● EXERCISE
Whatever the records below hold, copy it all out exactly.

RECORDS SHOWN Start Marker

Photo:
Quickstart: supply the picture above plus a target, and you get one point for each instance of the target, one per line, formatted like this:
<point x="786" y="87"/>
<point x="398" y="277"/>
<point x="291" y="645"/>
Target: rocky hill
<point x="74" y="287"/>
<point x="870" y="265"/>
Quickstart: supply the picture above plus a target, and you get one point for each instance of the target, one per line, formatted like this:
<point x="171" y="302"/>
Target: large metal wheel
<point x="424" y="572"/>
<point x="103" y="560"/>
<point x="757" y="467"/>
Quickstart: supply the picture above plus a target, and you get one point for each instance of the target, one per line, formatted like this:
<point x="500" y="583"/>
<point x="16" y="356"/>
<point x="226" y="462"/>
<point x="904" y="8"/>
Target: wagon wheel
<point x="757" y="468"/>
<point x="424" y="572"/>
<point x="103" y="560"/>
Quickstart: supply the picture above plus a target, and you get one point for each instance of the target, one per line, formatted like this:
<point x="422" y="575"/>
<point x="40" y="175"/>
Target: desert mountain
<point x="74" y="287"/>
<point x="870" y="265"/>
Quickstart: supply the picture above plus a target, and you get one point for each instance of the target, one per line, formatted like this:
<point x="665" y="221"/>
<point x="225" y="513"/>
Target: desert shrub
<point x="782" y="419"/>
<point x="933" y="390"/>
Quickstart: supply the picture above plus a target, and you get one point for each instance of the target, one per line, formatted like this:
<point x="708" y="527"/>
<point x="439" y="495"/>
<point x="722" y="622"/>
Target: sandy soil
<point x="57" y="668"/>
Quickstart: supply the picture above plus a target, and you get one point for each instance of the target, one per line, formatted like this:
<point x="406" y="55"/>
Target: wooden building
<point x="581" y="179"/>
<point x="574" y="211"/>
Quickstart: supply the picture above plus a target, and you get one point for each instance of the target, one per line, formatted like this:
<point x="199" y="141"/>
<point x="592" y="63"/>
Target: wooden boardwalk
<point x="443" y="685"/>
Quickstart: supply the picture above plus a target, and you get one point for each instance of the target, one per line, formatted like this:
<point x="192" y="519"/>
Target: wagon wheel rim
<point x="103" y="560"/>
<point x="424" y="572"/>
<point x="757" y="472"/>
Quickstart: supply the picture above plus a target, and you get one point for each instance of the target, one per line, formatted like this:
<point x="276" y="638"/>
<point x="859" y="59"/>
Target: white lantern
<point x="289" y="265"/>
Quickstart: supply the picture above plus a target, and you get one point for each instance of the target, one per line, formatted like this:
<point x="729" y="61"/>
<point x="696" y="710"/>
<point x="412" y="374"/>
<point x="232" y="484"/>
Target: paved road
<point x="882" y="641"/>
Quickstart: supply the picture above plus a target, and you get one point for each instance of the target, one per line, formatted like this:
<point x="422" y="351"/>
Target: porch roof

RECORDS SHOWN End Marker

● EXERCISE ANSWER
Photo:
Quickstart: supply the picture above plus a target, and you get one point for each instance of the target, one per line, formatted like this:
<point x="786" y="87"/>
<point x="398" y="277"/>
<point x="291" y="645"/>
Target: rocky hill
<point x="74" y="287"/>
<point x="870" y="265"/>
Quickstart: supply the picture above plus a target, and you get one point for each instance of the target, one per line, formatted like this:
<point x="171" y="302"/>
Target: large metal wheel
<point x="424" y="572"/>
<point x="103" y="560"/>
<point x="757" y="467"/>
Quickstart: supply the picture above plus a target, and you get one point for each instance of the target, one per line, formatted like this:
<point x="500" y="583"/>
<point x="16" y="356"/>
<point x="226" y="462"/>
<point x="904" y="8"/>
Target: wagon wheel
<point x="757" y="468"/>
<point x="424" y="572"/>
<point x="103" y="560"/>
Quickstart: supply the picture above plus a target, and you get one point for each instance of the target, one per line, formatted like this:
<point x="422" y="575"/>
<point x="40" y="175"/>
Target: desert mountain
<point x="74" y="287"/>
<point x="870" y="265"/>
Quickstart: supply the picture above plus a target, and you get one point for each instance of the target, one per line, formatted like this:
<point x="665" y="221"/>
<point x="225" y="513"/>
Target: desert shrub
<point x="782" y="419"/>
<point x="933" y="390"/>
Quickstart: supply the picture above plus a target, and you get one point for each instance of the target, one per line, formatted like this:
<point x="708" y="527"/>
<point x="439" y="495"/>
<point x="722" y="622"/>
Target: sandy soil
<point x="57" y="668"/>
Quickstart: supply the picture above plus a target, and you get one point for each instance of the target, one per line, formatted like this:
<point x="406" y="55"/>
Target: wooden building
<point x="581" y="179"/>
<point x="574" y="211"/>
Quickstart: supply the picture above plus a target, and you get one point for each instance of the target, one per line, formatted like this:
<point x="199" y="141"/>
<point x="592" y="63"/>
Target: wooden boardwalk
<point x="443" y="685"/>
Quickstart: supply the picture above plus a target, and you get one point for each instance of the target, one per line, formatted like this:
<point x="192" y="519"/>
Target: wagon wheel rim
<point x="103" y="560"/>
<point x="424" y="572"/>
<point x="757" y="472"/>
Quickstart: supply the picture above plus a target, and you get one point for each instance of the target, one per line, formatted like this:
<point x="276" y="638"/>
<point x="859" y="59"/>
Target: white lantern
<point x="289" y="265"/>
Quickstart: supply the picture above plus a target, and you get one point for each instance of the target, one per line, formatted like this:
<point x="729" y="61"/>
<point x="696" y="710"/>
<point x="412" y="374"/>
<point x="232" y="484"/>
Target: paved road
<point x="882" y="641"/>
Quickstart: supply the picture above plus a target, and you get one point for each instance of the target, one per line, formatted like this:
<point x="422" y="351"/>
Target: porch roof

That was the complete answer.